__Passage to read__.
* start *

EU interventions in higher education – Higher impact with a lighter touch?

EU interventions in higher education – Higher impact with a lighter touch?

18.09.25

Yellow background with a globe, stacked coins topped by a graduation cap, books, and hands holding EU flags. Blue banner reads: “Blog – EU Interventions in Higher Education. Higher impact with a lighter touch? By Peter van der Hijden. Hochschulforum Digitalisierung logo.

On 16 July 2025, the European Commission published its proposal for the Erasmus+ programme regulation 2028-2034. A sober text to be negotiated with the EU Council and Parliament in the coming two years. The programme’s scope of intervention is twofold: first, expanding learning opportunities for all; second, strengthening organisational capacity and supporting policy development. The devil will be in the details of forthcoming work programmes and calls. Meanwhile I understand the underlying programme objectives to aim at ‘more effective education’ and ‘increased interoperability’ within and across national systems.

Programme effectiveness is also a concern of the Commission. The proposal states that Erasmus+ should ‘refine the focus of its cooperation activities, including by reviewing funding models, raising the relevance of target groups involved and better focus on increasing capacity building and raising quality’. In this article, I present six suggestions on how to increase programme performance and raise impact faster for wider audiences. I argue for an approach that is theme-focused, actor-driven and output-based, with lighter-touch interventions that build on decades of Erasmus+ experience. My discussion starts with the flagship dossiers of European Universities, european degree labels, and micro-credentials, and ends with  three crucial technicalities.

Let European Universities be overtly thematic

In its resolution of 11 September 2025, the European Parliament sings the praise of European university alliances without realising that the concept of institution-wide cooperation in groups of 6-9 universities is difficult, if not impossible, to achieve.

The concept of institution-wide cooperation is unachievable due to the wide range of diverse programmes on offer at universities (and with that, the high numbers of researchers, teachers and other staff involved) and the limited alignment of subject areas among partners. Many interesting activities are being undertaken with great enthusiasm, but it seems highly improbable that an entire corps of teachers and researchers of one university, whose work is highly dependent on all kinds of (external) developments, would find truly suitable, ideally long-term counterparts, within a limited number of pre-defined and often disparate institutions.

The fact that most teachers and researchers cannot find suitable counterparts within the partnership was accounted for in the January 2025 Commission Report on the potential and outcomes of the initiative (pp. 107-108). The bulk of academic cooperation and student mobility will therefore lie outside the alliances. Considering this, it would be more pragmatic to give up the claim of institution-wide cooperation and allow European Universities to be overtly thematic, as some already are. In the past, this was the case for Erasmus Interuniversity Cooperation Programmes (ICPs) and Erasmus Thematic Networks and more recently in the region-oriented Centres of Vocational Excellence (CoVE).

* end *

__Extracted information__.

* start *

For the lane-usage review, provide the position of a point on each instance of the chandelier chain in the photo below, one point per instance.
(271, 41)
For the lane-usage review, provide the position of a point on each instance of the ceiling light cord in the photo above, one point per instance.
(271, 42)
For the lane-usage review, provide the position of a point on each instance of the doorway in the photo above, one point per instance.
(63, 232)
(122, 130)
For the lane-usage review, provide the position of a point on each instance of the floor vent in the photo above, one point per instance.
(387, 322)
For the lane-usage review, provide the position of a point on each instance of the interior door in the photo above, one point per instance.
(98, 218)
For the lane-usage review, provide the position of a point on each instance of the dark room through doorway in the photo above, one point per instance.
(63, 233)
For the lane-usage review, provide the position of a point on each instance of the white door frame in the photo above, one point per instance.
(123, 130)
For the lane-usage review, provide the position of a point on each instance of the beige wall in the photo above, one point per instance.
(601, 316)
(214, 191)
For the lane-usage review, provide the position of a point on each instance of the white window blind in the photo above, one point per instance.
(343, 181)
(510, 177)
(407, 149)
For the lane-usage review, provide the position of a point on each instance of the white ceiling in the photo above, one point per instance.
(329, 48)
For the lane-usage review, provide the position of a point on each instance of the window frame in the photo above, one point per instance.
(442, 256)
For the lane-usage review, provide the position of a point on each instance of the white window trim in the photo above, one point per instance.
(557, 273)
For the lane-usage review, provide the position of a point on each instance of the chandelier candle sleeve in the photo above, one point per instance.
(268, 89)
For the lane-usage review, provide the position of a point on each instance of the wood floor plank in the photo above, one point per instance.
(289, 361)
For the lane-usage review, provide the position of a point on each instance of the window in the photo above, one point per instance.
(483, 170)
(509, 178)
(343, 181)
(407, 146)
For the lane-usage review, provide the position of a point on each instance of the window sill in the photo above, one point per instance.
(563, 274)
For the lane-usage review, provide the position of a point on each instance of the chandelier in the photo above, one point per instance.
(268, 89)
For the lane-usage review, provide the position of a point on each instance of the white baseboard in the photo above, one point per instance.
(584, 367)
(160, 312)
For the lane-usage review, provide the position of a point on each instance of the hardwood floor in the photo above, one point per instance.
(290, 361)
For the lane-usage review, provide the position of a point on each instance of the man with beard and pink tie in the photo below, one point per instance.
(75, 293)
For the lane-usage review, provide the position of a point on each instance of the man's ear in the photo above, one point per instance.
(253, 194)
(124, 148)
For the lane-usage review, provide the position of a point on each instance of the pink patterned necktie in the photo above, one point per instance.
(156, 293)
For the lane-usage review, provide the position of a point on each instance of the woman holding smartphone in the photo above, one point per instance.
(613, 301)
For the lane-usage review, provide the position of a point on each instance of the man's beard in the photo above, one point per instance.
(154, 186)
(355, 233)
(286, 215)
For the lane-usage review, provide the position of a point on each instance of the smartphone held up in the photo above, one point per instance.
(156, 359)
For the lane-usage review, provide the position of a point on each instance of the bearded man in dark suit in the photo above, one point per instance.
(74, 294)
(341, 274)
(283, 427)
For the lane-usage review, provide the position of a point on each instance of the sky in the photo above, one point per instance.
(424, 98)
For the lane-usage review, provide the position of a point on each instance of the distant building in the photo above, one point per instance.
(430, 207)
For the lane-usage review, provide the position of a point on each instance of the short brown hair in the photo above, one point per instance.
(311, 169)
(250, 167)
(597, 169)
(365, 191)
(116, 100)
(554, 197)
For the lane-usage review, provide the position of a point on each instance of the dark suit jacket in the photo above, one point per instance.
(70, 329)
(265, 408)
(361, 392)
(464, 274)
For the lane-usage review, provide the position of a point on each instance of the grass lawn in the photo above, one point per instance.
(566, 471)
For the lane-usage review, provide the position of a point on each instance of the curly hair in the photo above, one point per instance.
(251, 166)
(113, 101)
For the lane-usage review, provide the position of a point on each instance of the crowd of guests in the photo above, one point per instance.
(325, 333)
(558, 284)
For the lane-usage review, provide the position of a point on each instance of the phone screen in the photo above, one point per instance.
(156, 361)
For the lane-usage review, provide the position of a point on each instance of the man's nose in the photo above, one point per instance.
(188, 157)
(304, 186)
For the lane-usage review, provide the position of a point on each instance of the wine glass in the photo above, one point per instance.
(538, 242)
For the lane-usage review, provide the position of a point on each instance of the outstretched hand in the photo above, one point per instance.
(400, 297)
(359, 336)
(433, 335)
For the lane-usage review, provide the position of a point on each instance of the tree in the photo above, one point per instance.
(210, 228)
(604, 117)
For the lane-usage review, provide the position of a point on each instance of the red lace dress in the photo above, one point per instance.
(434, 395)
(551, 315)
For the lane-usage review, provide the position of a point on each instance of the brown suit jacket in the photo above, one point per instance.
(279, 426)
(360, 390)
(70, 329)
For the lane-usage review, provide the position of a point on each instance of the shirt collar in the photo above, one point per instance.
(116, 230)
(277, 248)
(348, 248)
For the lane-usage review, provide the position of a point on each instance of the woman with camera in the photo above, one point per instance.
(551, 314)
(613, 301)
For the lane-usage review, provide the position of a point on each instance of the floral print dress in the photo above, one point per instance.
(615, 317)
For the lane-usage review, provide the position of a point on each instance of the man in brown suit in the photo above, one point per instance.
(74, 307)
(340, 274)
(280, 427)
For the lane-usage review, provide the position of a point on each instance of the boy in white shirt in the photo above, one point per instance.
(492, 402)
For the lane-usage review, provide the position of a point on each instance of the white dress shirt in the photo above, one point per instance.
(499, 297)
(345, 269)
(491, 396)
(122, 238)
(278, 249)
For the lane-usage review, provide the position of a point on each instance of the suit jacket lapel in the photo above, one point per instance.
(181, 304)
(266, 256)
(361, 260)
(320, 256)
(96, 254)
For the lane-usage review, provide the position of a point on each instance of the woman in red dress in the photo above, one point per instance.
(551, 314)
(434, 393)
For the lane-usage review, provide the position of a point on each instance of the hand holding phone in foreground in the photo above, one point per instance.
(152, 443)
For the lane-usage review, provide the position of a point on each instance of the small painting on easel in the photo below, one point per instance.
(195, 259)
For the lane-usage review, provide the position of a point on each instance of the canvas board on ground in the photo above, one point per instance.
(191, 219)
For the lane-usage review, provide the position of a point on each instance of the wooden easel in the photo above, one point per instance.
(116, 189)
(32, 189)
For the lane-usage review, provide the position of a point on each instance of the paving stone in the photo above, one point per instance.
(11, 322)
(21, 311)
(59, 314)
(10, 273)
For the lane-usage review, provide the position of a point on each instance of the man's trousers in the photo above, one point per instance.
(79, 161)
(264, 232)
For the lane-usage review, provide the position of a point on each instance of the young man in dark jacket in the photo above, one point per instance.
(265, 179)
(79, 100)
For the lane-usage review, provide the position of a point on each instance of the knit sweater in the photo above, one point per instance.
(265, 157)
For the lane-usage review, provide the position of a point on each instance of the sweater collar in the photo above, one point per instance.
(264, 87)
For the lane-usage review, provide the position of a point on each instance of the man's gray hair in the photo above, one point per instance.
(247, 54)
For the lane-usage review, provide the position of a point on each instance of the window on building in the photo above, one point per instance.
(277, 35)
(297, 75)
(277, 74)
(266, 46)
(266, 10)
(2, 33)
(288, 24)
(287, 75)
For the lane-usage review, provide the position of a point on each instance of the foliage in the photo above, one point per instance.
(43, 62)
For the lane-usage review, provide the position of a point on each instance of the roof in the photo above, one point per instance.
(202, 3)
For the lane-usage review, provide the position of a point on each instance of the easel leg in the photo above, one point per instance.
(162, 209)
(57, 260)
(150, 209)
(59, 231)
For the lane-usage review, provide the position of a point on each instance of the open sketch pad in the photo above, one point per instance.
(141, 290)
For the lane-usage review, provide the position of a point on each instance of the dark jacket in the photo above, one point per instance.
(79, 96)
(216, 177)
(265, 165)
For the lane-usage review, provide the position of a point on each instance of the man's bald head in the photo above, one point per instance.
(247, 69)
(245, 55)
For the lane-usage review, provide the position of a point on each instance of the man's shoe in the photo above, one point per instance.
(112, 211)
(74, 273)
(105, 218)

* end *

__Requests__.
• 1. In the blog post on EU interventions in higher education, on what date did the European Commission publish its proposal for the Erasmus+ programme regulation 2028-2034?
• 2. Copy out the stretch of the blog post on EU interventions in higher education from "Yellow background with" through "across national systems.".

__Answers to the exercises__.
• 1. 16 July 2025

• 2.
Yellow background with a globe, stacked coins topped by a graduation cap, books, and hands holding EU flags. Blue banner reads: “Blog – EU Interventions in Higher Education. Higher impact with a lighter touch? By Peter van der Hijden. Hochschulforum Digitalisierung logo.

On 16 July 2025, the European Commission published its proposal for the Erasmus+ programme regulation 2028-2034. A sober text to be negotiated with the EU Council and Parliament in the coming two years. The programme’s scope of intervention is twofold: first, expanding learning opportunities for all; second, strengthening organisational capacity and supporting policy development. The devil will be in the details of forthcoming work programmes and calls. Meanwhile I understand the underlying programme objectives to aim at ‘more effective education’ and ‘increased interoperability’ within and across national systems.